* **Excerpt to read**:
──────────────────────────────

Auberge d'Auvergne et Provence (Berġa ta' Alvernja u Provenza) is an auberge in Birgu, Malta. It was built to house knights of the Order of Saint John from the langues of Auvergne and Provence.

Auberge d'Auvergne et Provence was built in the 1530s, incorporating earlier buildings. Parts of the ground floor and basement are believed to date back to the 15th century, while older remains possibly date back to the Byzantine period. The auberge is reported to have been functional by 1531, and its existence is confirmed by the Order's records in August 1532.

The auberge was originally built as two separate auberges, with Auvergne on the right and Provence on the left. At some point, these were joined and shared a single façade. The building formed a compact block with other auberges next to it, namely Auberge d'Aragon and Auberge de France. The façade consists of a central doorway, with smaller doors on each side. The central doorway is embellished with a moulded cornice. The apertures have typical Melitan mouldings.

The auberge continued to house the langues of Auvergne and Provence until the building of a separate Auberge d'Auvergne and Auberge de Provence in Valletta in the 1570s and 1580s.

──────────────────────────────

* **Task set**:
1. List every auberge mentioned in the passage on the Birgu auberge other than Auberge d'Auvergne et Provence itself.
2. Write the next few sentences of the passage on the Birgu auberge, starting after its last sentence.
None of the tasks requires the data on this page.

──────────────────────────────

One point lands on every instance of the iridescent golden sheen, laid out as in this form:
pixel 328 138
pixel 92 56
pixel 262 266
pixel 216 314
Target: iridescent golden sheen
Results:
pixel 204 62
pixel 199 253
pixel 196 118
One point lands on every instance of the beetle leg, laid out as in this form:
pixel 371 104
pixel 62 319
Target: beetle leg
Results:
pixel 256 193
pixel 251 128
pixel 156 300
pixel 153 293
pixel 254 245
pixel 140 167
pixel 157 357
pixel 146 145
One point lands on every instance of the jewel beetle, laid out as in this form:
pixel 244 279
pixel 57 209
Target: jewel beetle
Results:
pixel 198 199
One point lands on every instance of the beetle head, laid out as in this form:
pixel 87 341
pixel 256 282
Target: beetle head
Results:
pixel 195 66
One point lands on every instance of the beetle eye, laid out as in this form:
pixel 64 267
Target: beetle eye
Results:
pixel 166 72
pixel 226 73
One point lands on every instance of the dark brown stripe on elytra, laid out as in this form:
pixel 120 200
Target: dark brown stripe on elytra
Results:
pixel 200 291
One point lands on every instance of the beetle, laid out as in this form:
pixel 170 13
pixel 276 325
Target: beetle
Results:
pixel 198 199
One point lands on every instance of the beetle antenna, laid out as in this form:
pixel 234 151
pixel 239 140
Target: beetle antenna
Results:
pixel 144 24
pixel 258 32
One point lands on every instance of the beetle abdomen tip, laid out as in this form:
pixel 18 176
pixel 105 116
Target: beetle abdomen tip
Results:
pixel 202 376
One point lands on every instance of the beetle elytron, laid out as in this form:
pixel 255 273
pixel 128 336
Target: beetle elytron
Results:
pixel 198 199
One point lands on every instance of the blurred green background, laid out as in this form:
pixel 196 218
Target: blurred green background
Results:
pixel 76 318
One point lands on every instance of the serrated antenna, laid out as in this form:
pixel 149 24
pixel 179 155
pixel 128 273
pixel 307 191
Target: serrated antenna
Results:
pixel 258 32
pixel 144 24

──────────────────────────────

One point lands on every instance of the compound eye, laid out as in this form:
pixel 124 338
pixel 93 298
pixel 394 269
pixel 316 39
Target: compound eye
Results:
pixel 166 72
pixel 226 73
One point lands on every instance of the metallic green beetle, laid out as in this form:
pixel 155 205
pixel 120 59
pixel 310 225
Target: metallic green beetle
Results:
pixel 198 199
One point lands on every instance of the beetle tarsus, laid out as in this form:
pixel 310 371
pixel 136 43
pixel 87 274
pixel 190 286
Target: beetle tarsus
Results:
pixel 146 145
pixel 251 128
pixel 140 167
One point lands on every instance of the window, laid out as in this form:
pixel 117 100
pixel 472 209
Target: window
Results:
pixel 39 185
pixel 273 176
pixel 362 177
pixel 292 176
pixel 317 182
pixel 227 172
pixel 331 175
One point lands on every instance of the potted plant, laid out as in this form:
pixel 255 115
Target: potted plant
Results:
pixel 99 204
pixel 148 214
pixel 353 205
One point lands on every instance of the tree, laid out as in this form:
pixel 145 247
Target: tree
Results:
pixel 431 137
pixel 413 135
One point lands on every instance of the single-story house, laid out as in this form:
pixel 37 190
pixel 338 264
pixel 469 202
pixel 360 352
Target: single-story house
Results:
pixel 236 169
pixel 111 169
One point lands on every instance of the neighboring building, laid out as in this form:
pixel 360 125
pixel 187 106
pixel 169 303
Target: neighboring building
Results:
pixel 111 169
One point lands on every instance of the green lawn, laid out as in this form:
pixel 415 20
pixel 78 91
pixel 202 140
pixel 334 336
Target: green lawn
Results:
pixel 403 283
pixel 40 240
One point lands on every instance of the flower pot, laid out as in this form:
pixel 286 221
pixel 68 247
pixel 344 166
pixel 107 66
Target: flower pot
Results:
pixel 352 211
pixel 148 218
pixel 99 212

──────────────────────────────

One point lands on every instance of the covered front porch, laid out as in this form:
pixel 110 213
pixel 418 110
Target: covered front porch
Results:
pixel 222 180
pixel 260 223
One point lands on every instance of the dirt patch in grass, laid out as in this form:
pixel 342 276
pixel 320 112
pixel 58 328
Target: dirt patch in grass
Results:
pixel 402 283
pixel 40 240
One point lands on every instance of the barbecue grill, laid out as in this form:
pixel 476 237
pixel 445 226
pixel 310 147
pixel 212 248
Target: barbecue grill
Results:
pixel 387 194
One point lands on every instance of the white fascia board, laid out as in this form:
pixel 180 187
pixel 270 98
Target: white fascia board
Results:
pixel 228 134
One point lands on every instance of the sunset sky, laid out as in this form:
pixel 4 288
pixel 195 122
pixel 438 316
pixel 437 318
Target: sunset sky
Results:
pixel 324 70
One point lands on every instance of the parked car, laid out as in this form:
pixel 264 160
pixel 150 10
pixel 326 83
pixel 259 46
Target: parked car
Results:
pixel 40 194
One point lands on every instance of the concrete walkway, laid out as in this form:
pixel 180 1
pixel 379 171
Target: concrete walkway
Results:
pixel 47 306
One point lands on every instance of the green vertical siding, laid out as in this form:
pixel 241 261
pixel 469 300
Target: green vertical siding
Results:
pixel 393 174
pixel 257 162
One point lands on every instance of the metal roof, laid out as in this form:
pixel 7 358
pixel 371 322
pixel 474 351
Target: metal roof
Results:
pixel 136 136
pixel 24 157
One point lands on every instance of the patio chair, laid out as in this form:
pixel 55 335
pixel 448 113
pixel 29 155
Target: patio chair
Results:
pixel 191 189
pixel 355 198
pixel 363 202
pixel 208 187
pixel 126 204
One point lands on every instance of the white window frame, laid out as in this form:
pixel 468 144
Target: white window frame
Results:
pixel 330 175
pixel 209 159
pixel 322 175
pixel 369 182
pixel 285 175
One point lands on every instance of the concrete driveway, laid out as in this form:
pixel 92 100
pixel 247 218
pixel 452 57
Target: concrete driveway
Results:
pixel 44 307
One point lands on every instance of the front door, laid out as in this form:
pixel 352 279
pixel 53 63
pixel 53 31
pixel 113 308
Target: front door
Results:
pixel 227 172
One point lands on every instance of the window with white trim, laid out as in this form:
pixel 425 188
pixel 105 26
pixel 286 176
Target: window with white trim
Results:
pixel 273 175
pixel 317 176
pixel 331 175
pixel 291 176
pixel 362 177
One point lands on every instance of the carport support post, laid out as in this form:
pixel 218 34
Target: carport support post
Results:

──────────────────────────────

* **Written answers**:
1. Auberge d'Aragon, Auberge de France, Auberge d'Auvergne in Valletta, and Auberge de Provence in Valletta.

2.
The building was included on the Antiquities List of 1925, together with the other auberges in Birgu. In the years before World War II, the right side of the building was partially demolished to make way for a modern residence. After the war, the remaining part of the auberge was divided into separate houses and a shop, and the structure was modified by the addition of a timber balcony.

Today, the section of the auberge that housed the langue of Provence remains mostly intact, despite some alterations. The other section, belonging to the langue of Auvergne, has lost part of its façade, although it retains the entrance and a small balcony. The interior of the two auberges remain mostly intact in their original state. It was listed as a Grade 1 national monument on 22 December 2009, and it is also listed on the National Inventory of the Cultural Property of the Maltese Islands.